Exercise text:
□ □ □
Texas investigating measles exposures at Kansas softball event

Texas investigating measles exposures at Kansas softball event
MGN ONLINE
News
Thursday, July 17, 2014 - 10:39am

Texas Department of State Health Services has issued a measles health alert after being notified by the Kansas Department of Health and Environment that more than 30 Texas residents may have been exposed to the highly contagious disease at a Wichita, Kansas, softball event during the July 4th weekend.

At least three recreational softball teams from Texas traveled to Wichita to participate in the informal tournament held at the South Lakes Sports Complex. DSHS is investigating to get additional details about the event and who may have been exposed. DSHS has not yet identified any Texas measles cases associated with the event.

DSHS urges anyone in Texas who attended the event to call the department (512-776-7676) to report the potential exposure.
□ □ □
Material shown:
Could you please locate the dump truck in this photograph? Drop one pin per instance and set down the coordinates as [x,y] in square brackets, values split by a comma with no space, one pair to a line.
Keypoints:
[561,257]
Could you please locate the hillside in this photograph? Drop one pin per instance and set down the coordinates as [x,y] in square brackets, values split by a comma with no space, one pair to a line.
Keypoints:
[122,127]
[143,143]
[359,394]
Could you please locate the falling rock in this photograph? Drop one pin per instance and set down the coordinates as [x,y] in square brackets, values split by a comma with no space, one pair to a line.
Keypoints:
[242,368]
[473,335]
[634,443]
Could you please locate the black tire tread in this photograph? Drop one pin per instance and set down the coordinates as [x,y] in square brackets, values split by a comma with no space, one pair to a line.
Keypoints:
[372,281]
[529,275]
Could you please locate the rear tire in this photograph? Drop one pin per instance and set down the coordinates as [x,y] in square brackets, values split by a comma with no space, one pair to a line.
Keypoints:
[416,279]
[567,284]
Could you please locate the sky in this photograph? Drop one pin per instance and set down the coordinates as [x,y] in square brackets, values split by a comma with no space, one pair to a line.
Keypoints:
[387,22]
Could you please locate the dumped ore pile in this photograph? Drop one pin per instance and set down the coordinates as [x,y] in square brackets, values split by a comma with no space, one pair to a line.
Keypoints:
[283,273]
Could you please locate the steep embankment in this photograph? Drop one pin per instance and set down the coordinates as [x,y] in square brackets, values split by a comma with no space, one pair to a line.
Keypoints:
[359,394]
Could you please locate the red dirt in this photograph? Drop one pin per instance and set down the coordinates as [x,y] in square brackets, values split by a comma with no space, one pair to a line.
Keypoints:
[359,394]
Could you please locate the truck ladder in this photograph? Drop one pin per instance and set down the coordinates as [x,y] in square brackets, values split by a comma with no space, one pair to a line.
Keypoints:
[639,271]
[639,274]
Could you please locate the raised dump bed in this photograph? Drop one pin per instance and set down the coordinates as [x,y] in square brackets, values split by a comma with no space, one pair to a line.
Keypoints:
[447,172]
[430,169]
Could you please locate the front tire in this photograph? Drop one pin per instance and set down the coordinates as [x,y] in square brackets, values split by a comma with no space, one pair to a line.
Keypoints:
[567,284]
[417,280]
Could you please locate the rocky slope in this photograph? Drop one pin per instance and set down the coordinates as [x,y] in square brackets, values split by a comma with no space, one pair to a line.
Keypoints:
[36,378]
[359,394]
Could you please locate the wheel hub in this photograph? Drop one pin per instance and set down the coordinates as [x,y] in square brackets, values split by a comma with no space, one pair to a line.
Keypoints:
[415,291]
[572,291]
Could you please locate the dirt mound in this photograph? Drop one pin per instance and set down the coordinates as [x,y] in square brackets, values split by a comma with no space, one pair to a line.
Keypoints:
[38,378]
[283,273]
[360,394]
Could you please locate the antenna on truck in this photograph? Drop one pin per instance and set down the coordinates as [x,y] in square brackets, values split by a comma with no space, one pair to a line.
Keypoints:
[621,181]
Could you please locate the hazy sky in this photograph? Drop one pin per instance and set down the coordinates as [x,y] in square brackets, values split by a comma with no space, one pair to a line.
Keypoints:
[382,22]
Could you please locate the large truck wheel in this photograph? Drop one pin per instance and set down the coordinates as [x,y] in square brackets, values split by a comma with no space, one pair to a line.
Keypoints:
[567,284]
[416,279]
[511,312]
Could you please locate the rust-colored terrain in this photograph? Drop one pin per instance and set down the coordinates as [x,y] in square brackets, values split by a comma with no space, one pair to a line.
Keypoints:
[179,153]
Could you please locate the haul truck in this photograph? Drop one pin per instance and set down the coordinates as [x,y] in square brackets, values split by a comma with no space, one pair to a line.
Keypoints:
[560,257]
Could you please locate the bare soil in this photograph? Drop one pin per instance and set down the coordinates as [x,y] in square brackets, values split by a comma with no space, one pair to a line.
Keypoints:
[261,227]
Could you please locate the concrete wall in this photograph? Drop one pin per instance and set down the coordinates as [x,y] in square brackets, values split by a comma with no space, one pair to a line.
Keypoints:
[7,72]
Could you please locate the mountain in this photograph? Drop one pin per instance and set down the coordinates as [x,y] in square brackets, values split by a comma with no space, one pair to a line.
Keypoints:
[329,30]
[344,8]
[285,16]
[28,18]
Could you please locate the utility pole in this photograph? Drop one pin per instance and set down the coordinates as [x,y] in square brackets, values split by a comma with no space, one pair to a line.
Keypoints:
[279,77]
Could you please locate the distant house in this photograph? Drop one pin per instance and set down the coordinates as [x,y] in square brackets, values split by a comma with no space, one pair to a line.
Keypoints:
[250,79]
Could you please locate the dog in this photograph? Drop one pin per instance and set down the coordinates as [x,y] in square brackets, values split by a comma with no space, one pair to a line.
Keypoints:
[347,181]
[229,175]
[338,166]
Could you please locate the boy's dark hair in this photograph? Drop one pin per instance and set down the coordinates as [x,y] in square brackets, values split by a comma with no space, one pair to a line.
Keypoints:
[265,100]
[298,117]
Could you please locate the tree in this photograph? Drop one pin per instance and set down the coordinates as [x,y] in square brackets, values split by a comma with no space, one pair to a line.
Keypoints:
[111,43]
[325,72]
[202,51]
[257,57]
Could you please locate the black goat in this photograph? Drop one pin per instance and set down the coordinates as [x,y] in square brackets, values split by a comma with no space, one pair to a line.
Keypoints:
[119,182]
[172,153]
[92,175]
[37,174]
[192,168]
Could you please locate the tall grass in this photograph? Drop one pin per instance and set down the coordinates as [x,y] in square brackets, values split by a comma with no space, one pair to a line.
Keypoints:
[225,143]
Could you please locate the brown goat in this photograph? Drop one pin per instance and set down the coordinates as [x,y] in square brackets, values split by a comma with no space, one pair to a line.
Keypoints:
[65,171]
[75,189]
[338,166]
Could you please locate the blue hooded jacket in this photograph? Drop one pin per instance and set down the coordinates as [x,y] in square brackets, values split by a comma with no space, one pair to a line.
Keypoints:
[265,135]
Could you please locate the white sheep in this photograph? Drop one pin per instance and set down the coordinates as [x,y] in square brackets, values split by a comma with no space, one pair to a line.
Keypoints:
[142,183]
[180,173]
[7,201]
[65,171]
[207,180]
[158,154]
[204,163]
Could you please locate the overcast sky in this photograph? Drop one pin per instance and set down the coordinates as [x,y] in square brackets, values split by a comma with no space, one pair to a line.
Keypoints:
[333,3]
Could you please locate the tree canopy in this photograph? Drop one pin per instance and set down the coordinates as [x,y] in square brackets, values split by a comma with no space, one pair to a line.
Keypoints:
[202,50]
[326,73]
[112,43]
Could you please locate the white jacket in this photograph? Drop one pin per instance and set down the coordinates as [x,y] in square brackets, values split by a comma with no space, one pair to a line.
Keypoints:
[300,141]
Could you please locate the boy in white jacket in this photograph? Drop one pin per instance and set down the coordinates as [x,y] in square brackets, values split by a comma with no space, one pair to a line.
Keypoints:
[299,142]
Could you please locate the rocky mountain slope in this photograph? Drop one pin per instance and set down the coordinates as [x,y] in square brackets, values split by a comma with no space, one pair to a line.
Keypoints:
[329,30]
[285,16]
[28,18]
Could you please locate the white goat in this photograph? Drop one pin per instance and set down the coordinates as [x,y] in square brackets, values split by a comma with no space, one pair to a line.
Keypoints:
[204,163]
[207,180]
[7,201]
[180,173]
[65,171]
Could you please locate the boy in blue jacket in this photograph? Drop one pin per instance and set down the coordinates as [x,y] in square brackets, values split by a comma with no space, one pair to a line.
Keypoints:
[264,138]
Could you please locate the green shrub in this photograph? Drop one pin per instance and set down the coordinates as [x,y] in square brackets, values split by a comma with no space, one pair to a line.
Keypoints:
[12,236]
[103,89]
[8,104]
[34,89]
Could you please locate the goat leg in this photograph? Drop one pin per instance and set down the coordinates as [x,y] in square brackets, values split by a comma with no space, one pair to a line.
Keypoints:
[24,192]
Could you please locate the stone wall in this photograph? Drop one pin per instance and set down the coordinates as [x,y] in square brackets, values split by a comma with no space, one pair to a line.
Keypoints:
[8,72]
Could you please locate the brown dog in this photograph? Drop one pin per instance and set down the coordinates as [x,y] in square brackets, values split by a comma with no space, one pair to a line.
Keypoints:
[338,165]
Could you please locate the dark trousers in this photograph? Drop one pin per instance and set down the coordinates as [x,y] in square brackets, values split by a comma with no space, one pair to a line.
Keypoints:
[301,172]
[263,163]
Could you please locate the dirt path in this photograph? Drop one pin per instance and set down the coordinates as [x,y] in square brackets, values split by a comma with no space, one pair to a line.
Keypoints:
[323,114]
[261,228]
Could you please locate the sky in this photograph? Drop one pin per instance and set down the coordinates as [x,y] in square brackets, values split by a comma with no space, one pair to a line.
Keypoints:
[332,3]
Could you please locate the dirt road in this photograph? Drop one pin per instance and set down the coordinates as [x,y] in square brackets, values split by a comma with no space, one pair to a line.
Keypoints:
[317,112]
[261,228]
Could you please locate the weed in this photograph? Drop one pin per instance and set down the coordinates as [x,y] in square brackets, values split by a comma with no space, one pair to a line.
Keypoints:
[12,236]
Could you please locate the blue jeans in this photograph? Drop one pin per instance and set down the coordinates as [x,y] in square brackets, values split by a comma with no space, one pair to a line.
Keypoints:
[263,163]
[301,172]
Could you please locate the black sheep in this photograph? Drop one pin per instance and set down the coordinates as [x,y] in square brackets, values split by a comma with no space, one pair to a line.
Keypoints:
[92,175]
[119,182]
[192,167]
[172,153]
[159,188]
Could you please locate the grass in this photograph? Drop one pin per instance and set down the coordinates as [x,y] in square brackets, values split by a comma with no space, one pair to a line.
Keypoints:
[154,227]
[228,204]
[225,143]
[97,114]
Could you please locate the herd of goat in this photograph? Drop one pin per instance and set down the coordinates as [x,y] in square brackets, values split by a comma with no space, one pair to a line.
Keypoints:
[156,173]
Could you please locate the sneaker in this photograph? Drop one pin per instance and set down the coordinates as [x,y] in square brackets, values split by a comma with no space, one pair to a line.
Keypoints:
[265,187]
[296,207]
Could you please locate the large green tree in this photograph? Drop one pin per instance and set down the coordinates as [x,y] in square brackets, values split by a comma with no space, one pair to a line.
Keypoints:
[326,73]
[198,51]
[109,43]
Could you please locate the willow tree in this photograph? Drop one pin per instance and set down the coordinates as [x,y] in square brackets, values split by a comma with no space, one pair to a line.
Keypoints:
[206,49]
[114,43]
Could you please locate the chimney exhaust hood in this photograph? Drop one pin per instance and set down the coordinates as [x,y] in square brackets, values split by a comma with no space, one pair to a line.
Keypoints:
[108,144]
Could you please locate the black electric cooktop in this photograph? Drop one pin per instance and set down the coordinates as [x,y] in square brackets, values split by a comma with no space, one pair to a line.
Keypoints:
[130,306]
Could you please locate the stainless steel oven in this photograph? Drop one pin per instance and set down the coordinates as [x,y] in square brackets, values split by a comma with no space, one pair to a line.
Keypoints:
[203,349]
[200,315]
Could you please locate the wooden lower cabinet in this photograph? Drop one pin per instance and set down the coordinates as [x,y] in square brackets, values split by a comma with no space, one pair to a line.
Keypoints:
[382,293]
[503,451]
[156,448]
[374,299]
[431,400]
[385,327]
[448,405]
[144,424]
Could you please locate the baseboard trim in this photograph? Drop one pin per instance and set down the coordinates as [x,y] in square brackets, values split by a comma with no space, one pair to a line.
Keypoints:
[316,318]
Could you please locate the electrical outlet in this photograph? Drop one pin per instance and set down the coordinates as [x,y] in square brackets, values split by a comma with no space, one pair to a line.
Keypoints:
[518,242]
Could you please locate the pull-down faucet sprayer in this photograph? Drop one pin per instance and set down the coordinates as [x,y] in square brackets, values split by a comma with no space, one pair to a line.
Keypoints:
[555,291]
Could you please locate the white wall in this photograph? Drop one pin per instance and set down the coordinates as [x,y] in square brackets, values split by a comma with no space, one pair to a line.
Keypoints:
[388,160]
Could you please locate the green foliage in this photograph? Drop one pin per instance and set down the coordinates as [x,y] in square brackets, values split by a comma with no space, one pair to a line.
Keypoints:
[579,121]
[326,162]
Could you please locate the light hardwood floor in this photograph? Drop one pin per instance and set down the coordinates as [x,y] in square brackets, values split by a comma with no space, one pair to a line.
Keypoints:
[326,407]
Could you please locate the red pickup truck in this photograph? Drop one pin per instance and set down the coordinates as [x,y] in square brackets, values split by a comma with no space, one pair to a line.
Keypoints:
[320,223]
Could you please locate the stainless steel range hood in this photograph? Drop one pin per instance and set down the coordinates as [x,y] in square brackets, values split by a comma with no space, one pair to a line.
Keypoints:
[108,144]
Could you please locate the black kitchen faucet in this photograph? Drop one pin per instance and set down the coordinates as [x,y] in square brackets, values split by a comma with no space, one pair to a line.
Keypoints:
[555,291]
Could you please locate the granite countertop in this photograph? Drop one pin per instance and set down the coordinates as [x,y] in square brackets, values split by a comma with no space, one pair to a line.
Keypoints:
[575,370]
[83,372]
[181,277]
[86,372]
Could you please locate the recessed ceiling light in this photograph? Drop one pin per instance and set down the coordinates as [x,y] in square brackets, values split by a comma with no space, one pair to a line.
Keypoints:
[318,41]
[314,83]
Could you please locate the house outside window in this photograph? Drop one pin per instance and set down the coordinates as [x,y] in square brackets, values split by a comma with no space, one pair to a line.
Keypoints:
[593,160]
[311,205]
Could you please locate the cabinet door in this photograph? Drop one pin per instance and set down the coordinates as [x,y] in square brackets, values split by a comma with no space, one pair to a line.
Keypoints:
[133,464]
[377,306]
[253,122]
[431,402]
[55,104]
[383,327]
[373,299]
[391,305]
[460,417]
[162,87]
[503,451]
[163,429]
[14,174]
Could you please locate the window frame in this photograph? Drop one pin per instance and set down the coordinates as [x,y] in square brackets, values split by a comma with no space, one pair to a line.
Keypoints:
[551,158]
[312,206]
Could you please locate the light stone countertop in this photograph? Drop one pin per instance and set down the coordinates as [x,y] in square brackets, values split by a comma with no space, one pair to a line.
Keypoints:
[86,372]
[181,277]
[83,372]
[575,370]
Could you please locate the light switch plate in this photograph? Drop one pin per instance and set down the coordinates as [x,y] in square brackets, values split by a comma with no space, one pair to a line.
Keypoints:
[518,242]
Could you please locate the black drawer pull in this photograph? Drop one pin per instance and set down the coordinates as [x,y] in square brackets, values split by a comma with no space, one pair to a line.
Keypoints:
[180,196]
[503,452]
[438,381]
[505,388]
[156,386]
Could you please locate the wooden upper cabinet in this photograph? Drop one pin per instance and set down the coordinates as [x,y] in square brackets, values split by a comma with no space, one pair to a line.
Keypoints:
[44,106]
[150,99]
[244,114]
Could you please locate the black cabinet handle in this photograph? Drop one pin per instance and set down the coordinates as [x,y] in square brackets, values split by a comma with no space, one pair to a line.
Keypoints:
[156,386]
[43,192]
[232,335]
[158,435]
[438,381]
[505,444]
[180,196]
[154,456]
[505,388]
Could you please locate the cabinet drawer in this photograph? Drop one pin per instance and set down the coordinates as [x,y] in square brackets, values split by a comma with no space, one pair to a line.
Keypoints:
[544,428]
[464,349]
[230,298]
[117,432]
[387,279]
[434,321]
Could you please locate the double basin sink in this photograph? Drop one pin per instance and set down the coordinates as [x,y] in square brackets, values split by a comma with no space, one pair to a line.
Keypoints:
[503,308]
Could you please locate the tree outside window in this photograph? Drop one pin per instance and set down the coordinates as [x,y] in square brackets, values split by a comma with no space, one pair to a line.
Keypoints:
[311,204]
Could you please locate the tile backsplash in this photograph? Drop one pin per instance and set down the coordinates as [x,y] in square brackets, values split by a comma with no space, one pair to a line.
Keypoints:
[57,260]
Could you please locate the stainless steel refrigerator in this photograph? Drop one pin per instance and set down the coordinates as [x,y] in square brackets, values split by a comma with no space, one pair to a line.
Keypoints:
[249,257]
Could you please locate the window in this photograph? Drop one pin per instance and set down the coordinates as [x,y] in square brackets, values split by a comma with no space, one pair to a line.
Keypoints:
□ □ □
What you will do: Copy the measles article from "Texas Department of" to "the potential exposure.". Work only from the measles article, not from the items.

Your response:
Texas Department of State Health Services has issued a measles health alert after being notified by the Kansas Department of Health and Environment that more than 30 Texas residents may have been exposed to the highly contagious disease at a Wichita, Kansas, softball event during the July 4th weekend.

At least three recreational softball teams from Texas traveled to Wichita to participate in the informal tournament held at the South Lakes Sports Complex. DSHS is investigating to get additional details about the event and who may have been exposed. DSHS has not yet identified any Texas measles cases associated with the event.

DSHS urges anyone in Texas who attended the event to call the department (512-776-7676) to report the potential exposure.